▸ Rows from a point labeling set
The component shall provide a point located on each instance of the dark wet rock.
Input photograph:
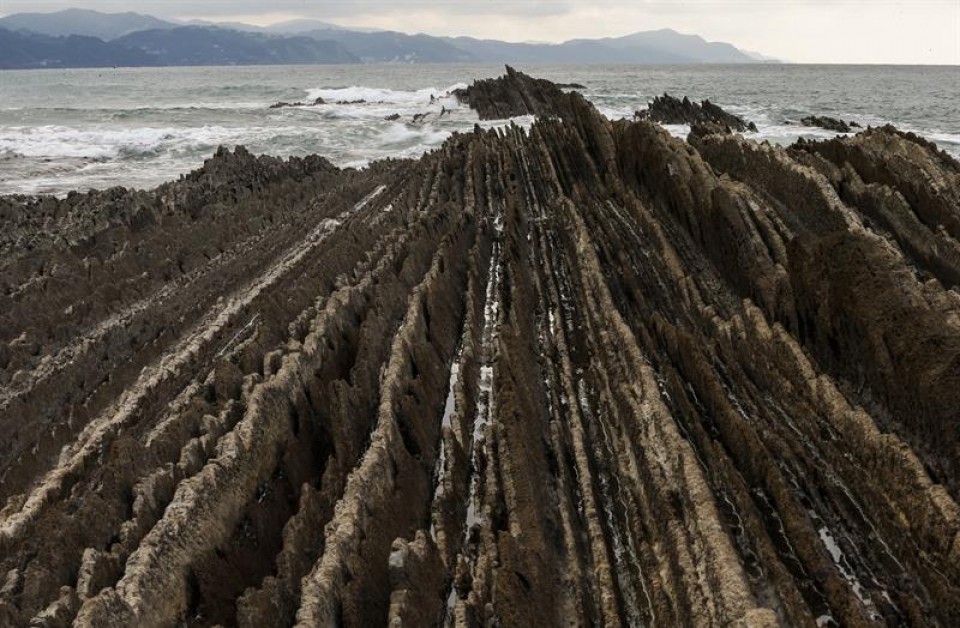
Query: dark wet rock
(668, 109)
(582, 373)
(828, 123)
(515, 94)
(284, 104)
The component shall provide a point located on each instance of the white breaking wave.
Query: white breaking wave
(53, 141)
(377, 95)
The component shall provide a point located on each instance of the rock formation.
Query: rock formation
(583, 373)
(516, 94)
(830, 124)
(668, 109)
(283, 104)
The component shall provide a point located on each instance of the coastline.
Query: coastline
(691, 382)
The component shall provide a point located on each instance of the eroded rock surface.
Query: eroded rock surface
(585, 373)
(515, 94)
(668, 109)
(830, 124)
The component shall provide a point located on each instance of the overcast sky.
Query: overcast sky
(805, 31)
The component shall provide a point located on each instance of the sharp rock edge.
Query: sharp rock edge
(584, 373)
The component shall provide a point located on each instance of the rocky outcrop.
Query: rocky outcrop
(830, 124)
(283, 104)
(583, 373)
(668, 109)
(515, 94)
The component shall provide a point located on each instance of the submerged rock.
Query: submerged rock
(828, 123)
(284, 104)
(667, 109)
(515, 94)
(582, 373)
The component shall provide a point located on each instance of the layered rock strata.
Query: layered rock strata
(585, 373)
(668, 109)
(830, 124)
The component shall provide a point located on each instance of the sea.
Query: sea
(65, 130)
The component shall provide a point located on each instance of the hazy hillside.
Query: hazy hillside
(394, 47)
(196, 45)
(147, 40)
(105, 26)
(22, 50)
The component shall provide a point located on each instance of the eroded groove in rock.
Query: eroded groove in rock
(582, 373)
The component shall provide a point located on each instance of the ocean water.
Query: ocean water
(63, 130)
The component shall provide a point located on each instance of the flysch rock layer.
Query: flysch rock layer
(581, 374)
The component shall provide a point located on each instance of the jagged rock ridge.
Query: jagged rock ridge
(668, 109)
(584, 373)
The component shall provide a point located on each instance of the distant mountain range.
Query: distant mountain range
(83, 38)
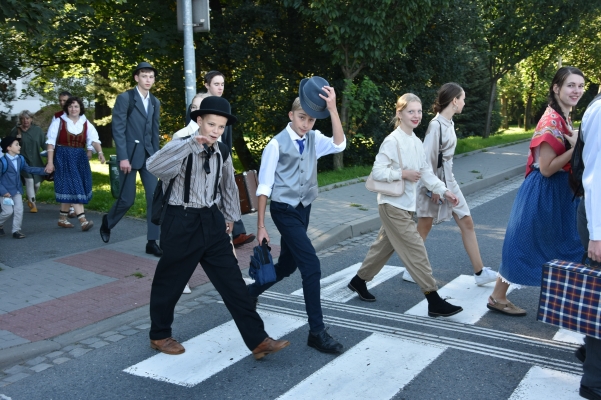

▸ Instruction
Which lines in the rows above contain the string "strata"? Report each of those lines in full.

▸ Solution for this problem
The component shall provide a point located on each instance of the layered rock strata.
Query: layered rock strata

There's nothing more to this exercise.